## What you will do
Could you reproduce all of the entries below without a single change?

»»

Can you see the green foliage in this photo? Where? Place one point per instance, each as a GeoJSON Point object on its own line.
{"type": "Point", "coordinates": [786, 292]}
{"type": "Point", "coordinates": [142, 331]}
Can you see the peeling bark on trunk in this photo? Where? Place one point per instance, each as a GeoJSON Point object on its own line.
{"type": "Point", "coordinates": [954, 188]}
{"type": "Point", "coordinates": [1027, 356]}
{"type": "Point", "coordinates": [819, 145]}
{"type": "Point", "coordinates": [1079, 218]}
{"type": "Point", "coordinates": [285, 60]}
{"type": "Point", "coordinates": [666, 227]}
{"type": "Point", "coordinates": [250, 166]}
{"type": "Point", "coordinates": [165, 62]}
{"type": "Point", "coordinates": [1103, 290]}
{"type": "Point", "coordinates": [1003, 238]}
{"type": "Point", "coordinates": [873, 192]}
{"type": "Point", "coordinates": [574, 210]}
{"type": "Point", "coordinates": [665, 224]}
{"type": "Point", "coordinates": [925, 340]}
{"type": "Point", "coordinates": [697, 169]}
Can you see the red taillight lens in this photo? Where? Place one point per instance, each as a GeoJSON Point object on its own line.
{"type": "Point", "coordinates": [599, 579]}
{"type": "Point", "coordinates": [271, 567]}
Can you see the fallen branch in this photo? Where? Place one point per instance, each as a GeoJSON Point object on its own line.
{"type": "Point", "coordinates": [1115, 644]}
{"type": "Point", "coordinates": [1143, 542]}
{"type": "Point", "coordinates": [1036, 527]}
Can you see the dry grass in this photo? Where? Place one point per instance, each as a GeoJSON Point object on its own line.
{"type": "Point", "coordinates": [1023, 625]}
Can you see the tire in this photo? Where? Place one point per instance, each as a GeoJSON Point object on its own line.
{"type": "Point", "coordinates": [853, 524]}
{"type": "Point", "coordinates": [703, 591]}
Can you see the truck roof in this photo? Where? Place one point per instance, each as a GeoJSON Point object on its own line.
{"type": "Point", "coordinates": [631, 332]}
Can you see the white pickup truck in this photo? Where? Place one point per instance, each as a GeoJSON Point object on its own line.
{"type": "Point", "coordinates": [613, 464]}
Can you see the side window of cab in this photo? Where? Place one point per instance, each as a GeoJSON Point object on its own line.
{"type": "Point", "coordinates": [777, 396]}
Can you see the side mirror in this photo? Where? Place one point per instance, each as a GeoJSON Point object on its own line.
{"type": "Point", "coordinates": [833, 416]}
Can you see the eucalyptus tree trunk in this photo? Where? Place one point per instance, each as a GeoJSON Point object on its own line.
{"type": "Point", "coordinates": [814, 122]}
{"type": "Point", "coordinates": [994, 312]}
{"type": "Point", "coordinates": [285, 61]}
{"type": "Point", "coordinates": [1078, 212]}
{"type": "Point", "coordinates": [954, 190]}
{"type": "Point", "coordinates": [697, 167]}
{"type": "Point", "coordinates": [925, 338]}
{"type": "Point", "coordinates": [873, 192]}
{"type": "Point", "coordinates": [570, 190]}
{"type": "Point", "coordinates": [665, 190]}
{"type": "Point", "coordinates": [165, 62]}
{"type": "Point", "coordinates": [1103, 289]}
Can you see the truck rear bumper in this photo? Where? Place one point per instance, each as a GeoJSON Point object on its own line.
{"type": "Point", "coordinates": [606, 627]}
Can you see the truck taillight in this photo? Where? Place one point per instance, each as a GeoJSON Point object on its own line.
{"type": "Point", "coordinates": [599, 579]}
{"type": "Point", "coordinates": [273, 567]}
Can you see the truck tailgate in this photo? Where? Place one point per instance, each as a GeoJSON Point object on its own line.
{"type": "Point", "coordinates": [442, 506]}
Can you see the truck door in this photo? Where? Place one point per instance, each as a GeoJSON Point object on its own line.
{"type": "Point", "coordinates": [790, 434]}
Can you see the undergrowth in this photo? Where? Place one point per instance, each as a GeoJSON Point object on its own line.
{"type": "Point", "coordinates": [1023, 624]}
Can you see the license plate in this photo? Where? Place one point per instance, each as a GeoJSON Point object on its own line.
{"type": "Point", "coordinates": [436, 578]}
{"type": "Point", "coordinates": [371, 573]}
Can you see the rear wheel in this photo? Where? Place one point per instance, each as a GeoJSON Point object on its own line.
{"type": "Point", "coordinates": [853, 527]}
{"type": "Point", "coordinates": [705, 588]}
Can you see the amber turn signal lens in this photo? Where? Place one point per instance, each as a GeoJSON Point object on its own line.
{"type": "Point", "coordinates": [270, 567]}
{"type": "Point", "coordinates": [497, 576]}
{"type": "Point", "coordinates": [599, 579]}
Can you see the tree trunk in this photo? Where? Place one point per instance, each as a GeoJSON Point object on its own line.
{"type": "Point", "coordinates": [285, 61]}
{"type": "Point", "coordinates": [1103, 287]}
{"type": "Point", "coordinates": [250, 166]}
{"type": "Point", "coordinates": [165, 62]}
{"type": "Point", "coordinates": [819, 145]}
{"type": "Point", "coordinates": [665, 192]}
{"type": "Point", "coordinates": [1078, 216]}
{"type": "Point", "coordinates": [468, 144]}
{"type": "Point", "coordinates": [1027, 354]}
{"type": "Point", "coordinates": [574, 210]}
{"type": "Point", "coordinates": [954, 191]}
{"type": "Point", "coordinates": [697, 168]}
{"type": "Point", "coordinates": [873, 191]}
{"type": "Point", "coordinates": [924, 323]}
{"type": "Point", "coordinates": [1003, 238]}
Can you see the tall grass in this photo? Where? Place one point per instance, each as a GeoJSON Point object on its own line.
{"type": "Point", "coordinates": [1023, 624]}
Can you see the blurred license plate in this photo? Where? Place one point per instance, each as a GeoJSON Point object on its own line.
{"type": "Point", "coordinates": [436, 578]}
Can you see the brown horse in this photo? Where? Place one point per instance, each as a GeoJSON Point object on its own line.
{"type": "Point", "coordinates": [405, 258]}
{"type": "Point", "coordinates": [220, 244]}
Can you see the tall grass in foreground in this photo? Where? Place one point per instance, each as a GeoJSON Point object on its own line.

««

## Exercise response
Can you see the green foliage in this photo? Where? Place one point per instance, each as a GeoJSON Point object on its own line.
{"type": "Point", "coordinates": [786, 292]}
{"type": "Point", "coordinates": [142, 331]}
Can you see the peeling bark on trunk in this photo? Where? Place one point per instance, each as a GeoJSON Point object on its own line.
{"type": "Point", "coordinates": [954, 188]}
{"type": "Point", "coordinates": [1027, 356]}
{"type": "Point", "coordinates": [819, 145]}
{"type": "Point", "coordinates": [1079, 218]}
{"type": "Point", "coordinates": [285, 60]}
{"type": "Point", "coordinates": [666, 227]}
{"type": "Point", "coordinates": [250, 166]}
{"type": "Point", "coordinates": [165, 62]}
{"type": "Point", "coordinates": [1103, 290]}
{"type": "Point", "coordinates": [1003, 238]}
{"type": "Point", "coordinates": [873, 192]}
{"type": "Point", "coordinates": [574, 210]}
{"type": "Point", "coordinates": [665, 224]}
{"type": "Point", "coordinates": [925, 340]}
{"type": "Point", "coordinates": [697, 169]}
Can you see the red taillight lens in this photo? Where? Place one point per instance, each as a GeoJSON Point object on its own line.
{"type": "Point", "coordinates": [599, 579]}
{"type": "Point", "coordinates": [271, 567]}
Can you see the fallen branch in this photo? Where? Place one point per instance, each as a GeoJSON Point object on its own line.
{"type": "Point", "coordinates": [1115, 644]}
{"type": "Point", "coordinates": [1143, 542]}
{"type": "Point", "coordinates": [1036, 527]}
Can you see the dry grass in this photo? Where? Place one point per instance, each as a GeoJSON Point object on its own line.
{"type": "Point", "coordinates": [1023, 625]}
Can you see the tire in this photo? Where? Place one point per instance, each as a GeoJSON Point object on its own line.
{"type": "Point", "coordinates": [853, 524]}
{"type": "Point", "coordinates": [703, 591]}
Can you see the truck roof in this photo? Where? Place one point per instance, each as a GeoJSON Point object on its own line.
{"type": "Point", "coordinates": [631, 332]}
Can you see the white pickup truck in this photo? Where? Place one point per instance, each as a GeoJSON Point object on its own line.
{"type": "Point", "coordinates": [613, 464]}
Can you see the side window of cab in this photo? Where? Place one point per instance, each as a GeoJSON Point object on its own line.
{"type": "Point", "coordinates": [777, 396]}
Can you see the side mirror in this photo? Where? Place one point per instance, each as a GeoJSON Point object on its own line.
{"type": "Point", "coordinates": [833, 416]}
Can you see the eucalyptus tree trunk in this photo? Where? Place one point per instance, each as a GeoJSON Point object on its own line.
{"type": "Point", "coordinates": [814, 122]}
{"type": "Point", "coordinates": [994, 312]}
{"type": "Point", "coordinates": [285, 61]}
{"type": "Point", "coordinates": [1078, 212]}
{"type": "Point", "coordinates": [954, 190]}
{"type": "Point", "coordinates": [697, 167]}
{"type": "Point", "coordinates": [925, 338]}
{"type": "Point", "coordinates": [873, 192]}
{"type": "Point", "coordinates": [570, 190]}
{"type": "Point", "coordinates": [665, 190]}
{"type": "Point", "coordinates": [165, 62]}
{"type": "Point", "coordinates": [1103, 289]}
Can you see the truck rear bumper in this photo? Where? Place one point per instance, each as a GeoJSON Point object on its own line.
{"type": "Point", "coordinates": [606, 627]}
Can you see the truck taillight in this photo? Where? Place one point per instance, each as a GeoJSON Point object on its own line.
{"type": "Point", "coordinates": [599, 579]}
{"type": "Point", "coordinates": [273, 567]}
Can you see the truck tailgate in this photo? Where? Place one point per instance, each as a GeoJSON Point object on its own line.
{"type": "Point", "coordinates": [442, 506]}
Can you see the truck door in this photo? Where? Place one point per instance, each as a GeoJSON Point object on its own line.
{"type": "Point", "coordinates": [790, 434]}
Can you see the undergrowth in this photo? Where? Place one point per instance, each as a GeoJSON Point object on its own line.
{"type": "Point", "coordinates": [1023, 624]}
Can you see the license plate in this photo? Where? Place one point per instance, each as a GeoJSON Point object on its own line.
{"type": "Point", "coordinates": [436, 578]}
{"type": "Point", "coordinates": [371, 573]}
Can you see the rear wheel in this photo? Where? Place one point per instance, each as a GeoJSON Point object on its own line.
{"type": "Point", "coordinates": [853, 527]}
{"type": "Point", "coordinates": [705, 588]}
Can you see the amber turn signal lens in this photo? Where? Place one point per instance, each as a GeoJSON Point object on its own line.
{"type": "Point", "coordinates": [270, 567]}
{"type": "Point", "coordinates": [497, 576]}
{"type": "Point", "coordinates": [599, 579]}
Can you see the tree trunk in this photo? Where? Place one point per instance, each as a GeoJSON Point object on its own line.
{"type": "Point", "coordinates": [285, 61]}
{"type": "Point", "coordinates": [1103, 287]}
{"type": "Point", "coordinates": [250, 166]}
{"type": "Point", "coordinates": [165, 62]}
{"type": "Point", "coordinates": [819, 145]}
{"type": "Point", "coordinates": [665, 192]}
{"type": "Point", "coordinates": [1078, 216]}
{"type": "Point", "coordinates": [468, 144]}
{"type": "Point", "coordinates": [1027, 354]}
{"type": "Point", "coordinates": [574, 210]}
{"type": "Point", "coordinates": [954, 191]}
{"type": "Point", "coordinates": [697, 168]}
{"type": "Point", "coordinates": [873, 191]}
{"type": "Point", "coordinates": [924, 323]}
{"type": "Point", "coordinates": [1003, 238]}
Can you see the tall grass in this photo? Where? Place one point per instance, each as a GeoJSON Point object on its own line.
{"type": "Point", "coordinates": [1023, 624]}
Can you see the blurred license plate in this photo? Where? Place one point per instance, each as a GeoJSON Point object on its own line.
{"type": "Point", "coordinates": [436, 578]}
Can you see the brown horse in this photo? Where? Place one point per instance, each as a GeoJSON Point object on its own line.
{"type": "Point", "coordinates": [405, 258]}
{"type": "Point", "coordinates": [220, 244]}
Can you see the tall grass in foreground in this photo? Where? Place one point per instance, each as a GeoJSON Point object on its own line.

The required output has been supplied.